(Collected data)
<<<<
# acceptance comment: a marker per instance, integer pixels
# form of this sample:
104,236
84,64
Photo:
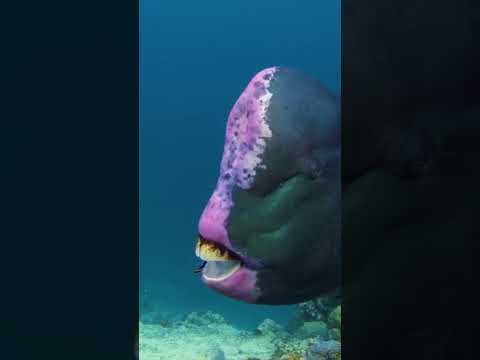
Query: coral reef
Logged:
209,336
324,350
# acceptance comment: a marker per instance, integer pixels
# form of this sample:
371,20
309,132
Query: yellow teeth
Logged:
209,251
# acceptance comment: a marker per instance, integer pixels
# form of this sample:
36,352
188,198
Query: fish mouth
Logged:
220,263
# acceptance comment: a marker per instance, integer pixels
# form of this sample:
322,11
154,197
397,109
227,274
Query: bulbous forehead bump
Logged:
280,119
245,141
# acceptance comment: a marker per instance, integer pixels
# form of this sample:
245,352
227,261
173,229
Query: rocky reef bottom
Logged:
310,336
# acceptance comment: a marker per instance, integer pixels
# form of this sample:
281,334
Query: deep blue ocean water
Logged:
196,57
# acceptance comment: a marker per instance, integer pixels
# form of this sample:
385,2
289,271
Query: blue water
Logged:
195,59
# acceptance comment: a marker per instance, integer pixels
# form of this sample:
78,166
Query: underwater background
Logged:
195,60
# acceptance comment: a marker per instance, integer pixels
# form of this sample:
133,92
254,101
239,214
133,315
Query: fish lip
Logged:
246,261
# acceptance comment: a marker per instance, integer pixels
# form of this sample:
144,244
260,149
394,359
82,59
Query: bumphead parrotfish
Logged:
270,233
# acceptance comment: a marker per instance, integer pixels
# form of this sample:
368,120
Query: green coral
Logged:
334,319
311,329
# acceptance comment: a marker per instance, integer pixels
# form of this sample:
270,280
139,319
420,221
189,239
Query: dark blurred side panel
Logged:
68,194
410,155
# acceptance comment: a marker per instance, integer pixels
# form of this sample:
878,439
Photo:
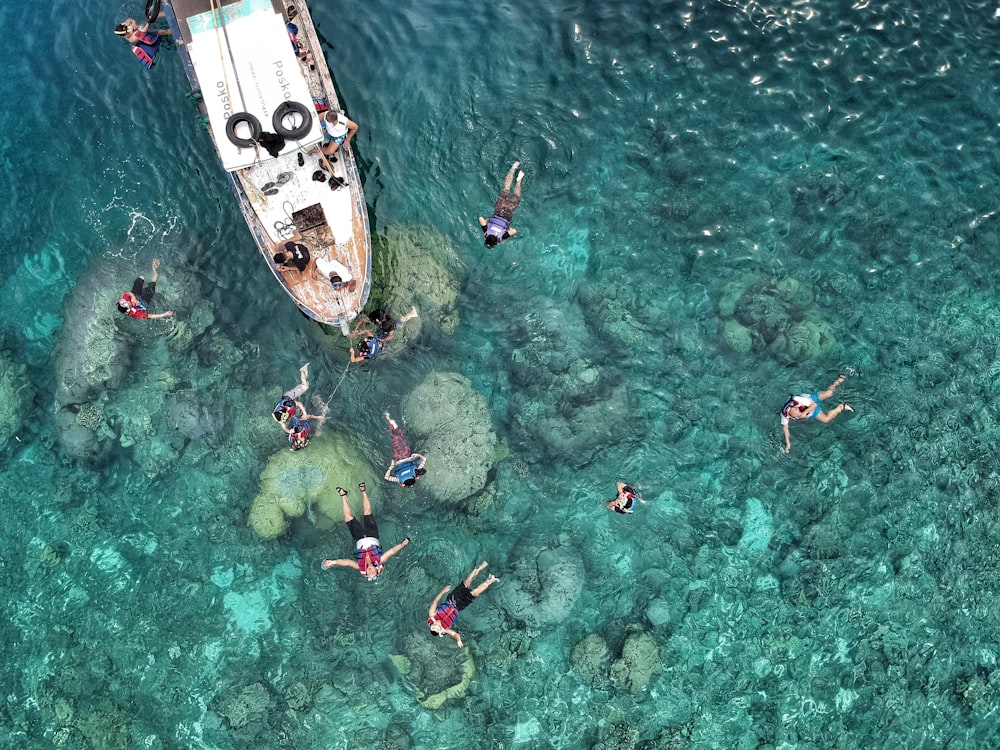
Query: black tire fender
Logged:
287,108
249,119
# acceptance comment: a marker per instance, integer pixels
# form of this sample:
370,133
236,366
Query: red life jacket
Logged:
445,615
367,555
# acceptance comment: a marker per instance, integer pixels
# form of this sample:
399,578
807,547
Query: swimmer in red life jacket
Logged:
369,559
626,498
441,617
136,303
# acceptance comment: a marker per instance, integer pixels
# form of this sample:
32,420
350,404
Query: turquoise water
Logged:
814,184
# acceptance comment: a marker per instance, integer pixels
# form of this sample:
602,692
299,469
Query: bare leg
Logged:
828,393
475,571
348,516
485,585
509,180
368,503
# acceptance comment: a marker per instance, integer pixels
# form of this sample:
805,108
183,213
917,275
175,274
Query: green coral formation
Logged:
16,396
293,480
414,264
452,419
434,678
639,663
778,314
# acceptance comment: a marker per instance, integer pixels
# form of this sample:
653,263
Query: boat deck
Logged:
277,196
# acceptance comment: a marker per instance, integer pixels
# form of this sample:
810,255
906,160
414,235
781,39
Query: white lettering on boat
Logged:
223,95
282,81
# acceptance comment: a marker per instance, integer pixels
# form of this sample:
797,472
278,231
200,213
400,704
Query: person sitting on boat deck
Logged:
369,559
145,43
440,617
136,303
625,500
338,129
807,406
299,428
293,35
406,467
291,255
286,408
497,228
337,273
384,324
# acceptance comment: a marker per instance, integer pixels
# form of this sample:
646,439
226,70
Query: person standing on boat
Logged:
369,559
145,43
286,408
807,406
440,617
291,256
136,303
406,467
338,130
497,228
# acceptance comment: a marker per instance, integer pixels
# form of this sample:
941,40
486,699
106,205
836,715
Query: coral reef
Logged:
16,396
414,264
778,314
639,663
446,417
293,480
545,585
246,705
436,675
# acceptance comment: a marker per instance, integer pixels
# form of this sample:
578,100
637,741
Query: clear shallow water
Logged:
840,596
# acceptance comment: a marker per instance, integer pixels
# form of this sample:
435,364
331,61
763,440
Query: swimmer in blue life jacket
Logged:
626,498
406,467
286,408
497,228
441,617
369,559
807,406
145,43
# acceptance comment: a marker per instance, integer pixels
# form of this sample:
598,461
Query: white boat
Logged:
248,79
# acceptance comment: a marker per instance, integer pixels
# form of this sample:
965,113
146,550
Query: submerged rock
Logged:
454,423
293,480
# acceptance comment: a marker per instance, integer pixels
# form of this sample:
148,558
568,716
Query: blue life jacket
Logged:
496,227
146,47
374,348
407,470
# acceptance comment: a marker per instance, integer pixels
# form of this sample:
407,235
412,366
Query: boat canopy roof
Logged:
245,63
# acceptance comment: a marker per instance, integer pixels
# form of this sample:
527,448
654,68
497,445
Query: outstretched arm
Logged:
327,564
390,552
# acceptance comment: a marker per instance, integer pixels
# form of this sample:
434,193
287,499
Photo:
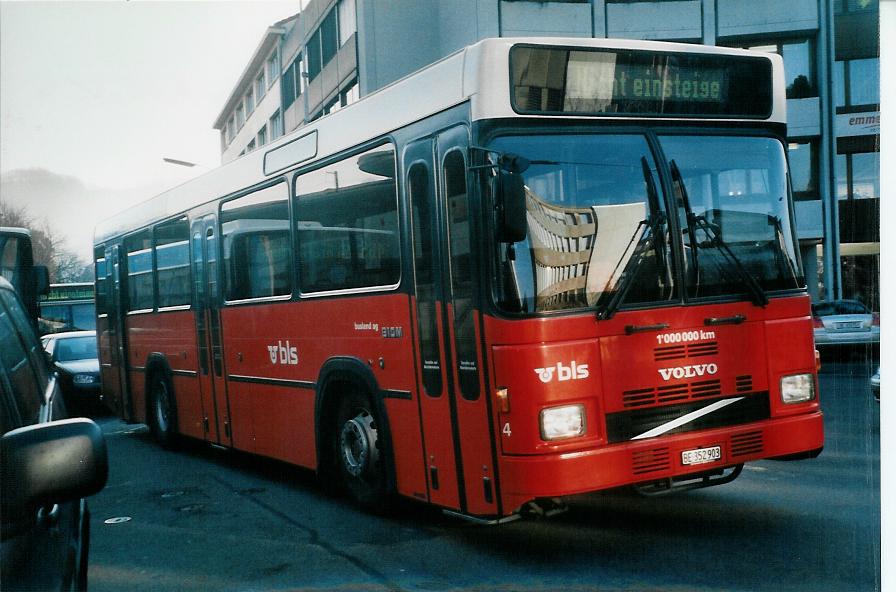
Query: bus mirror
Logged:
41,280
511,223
>>>>
Directive => Return each line from the material above exactly, but not the pictures.

Output of the exercise =>
# acceptance comment: a marker per instance, integer pixels
# form of this sample:
104,236
84,64
Photo:
Query: coral reef
Logged:
209,336
324,350
# acceptance comment: a marker per instance, integer pixels
# form of this sample:
371,20
309,132
Query: yellow teeth
Logged:
209,251
# acceptance comment: a marker per instance, integer pixels
# form of this sample:
36,352
188,198
Query: fish mouth
Logged:
220,263
# acceptance comment: a marker per instance, integer pixels
# form of this sample:
322,11
154,197
397,109
227,274
Query: bulbous forehead bump
Logged:
280,119
245,141
# acceptance comment: a marker per instance, integer pixels
# form of this sample:
245,352
227,261
173,229
Query: rocky reef bottom
Logged:
310,336
# acceptance comment: a marker per instance, integer pixels
# form of this sample:
281,334
Query: deep blue ocean water
Logged:
196,57
# acceptance comment: a marker per instance, integer pixels
# form of this sample:
385,2
289,271
Query: blue water
Logged:
195,59
# acceptance comment: a marker per instance, integer pixels
# form of this sample:
78,166
Query: underwater background
Logged:
195,60
# acceptance comment: a marker per instance, integer pixels
# form of this sample:
133,92
254,101
239,214
133,315
Query: fish lip
Logged:
246,261
# acceptance comment: a marker per instance, integer pixels
# form of this sample:
144,244
260,149
394,359
82,59
Query: bumphead parrotfish
Logged:
270,233
# acceptance comment: a marker per instance, integer pixels
# form of this sample:
368,120
Query: green coral
Logged:
334,319
311,329
# acceptance comment: a marker per instance, integer pixels
# form of this sample:
270,280
139,319
420,221
189,239
Query: dark blurred side panel
Logged:
68,194
410,155
# acceptance comment: a marker per instance, integer pixels
# form of this sample:
878,439
Photo:
Query: black tire fender
Logged:
287,108
249,119
# acceptance comment: a marker per instance, integer pixels
# form of this sample:
370,133
236,366
Query: red life jacket
Logged:
445,615
367,555
# acceptance comment: a marker per instance, integer pixels
# form of this sample:
399,578
807,547
Query: swimmer in red life jacket
Logged:
369,559
626,498
441,617
136,303
# acceptance comment: a marker per instance, integer pixels
# form of this sample:
32,420
350,404
Query: turquoise water
Logged:
814,184
# acceptance comment: a marker per instance, integer pixels
# form of this sample:
602,692
299,469
Query: bare leg
Logged:
828,393
475,571
348,516
485,585
509,180
368,503
# acceptance comment: a marker per instance, integer pixels
# form of this sample:
805,108
183,213
917,275
175,274
Query: green coral formation
Logged:
16,396
293,480
414,264
452,419
434,678
639,663
778,314
# acceptance comment: a marker per instance, integer pixels
# form of this sample:
653,263
Query: boat deck
Logged:
277,196
# acceptance comment: a marker per instance, integer pixels
# form of this sample:
810,255
906,160
414,235
781,39
Query: white lettering on boat
Logged:
223,95
282,81
# acceptance comment: a marker per instance, integer pixels
# form of this sample:
797,472
278,231
200,213
400,704
Query: person sitting on boat deck
Logged:
369,559
145,43
440,617
136,303
625,500
338,129
807,406
299,428
293,35
406,467
291,255
286,408
497,228
337,273
384,324
# acceptance comment: a marker per instance, integer pixels
# form of this sample:
646,439
226,70
Query: person standing on boat
Logged:
369,559
145,43
286,408
807,406
440,617
291,256
136,303
406,467
338,130
497,228
# acceptance comment: a marker per instance, integer pixels
# form of this sample:
941,40
486,699
106,205
836,715
Query: coral reef
Logged:
16,396
414,264
778,314
639,663
446,417
293,480
545,585
246,705
436,675
# acceptance comment: a marker per instance, integer pixels
# form of this sample:
578,100
637,741
Query: clear shallow water
Logged:
840,596
# acceptance comment: a marker per instance, integer pixels
# form of this sample:
435,364
331,61
763,440
Query: swimmer in blue life jacket
Logged:
626,498
406,467
286,408
497,228
441,617
369,559
807,406
145,43
# acceptance comment: a marker per instance, integer pixels
# form of this sample:
598,461
Query: white boat
Logged:
248,79
# acceptance comment: a marker per instance, integer pixels
# form of this sample:
965,113
146,550
Query: submerged rock
Logged:
454,423
293,480
# acceptance comment: a marker per instance, integer pixels
# form of this sample:
148,558
568,716
Query: blue life jacket
Logged:
496,227
146,47
374,348
407,470
# acceptance comment: a marker per instance, integer pixels
# form of this sample:
407,235
412,366
Query: boat canopy roof
Logged:
245,63
# acceptance comment: a marker per instance, integer pixels
# form of this sample:
527,448
654,68
497,445
Query: outstretched arm
Logged:
327,564
390,552
# acceptance comment: a marker per instance, integer pixels
# form of this sample:
434,193
287,499
Photo:
Query: bus mirror
Logged:
41,280
511,223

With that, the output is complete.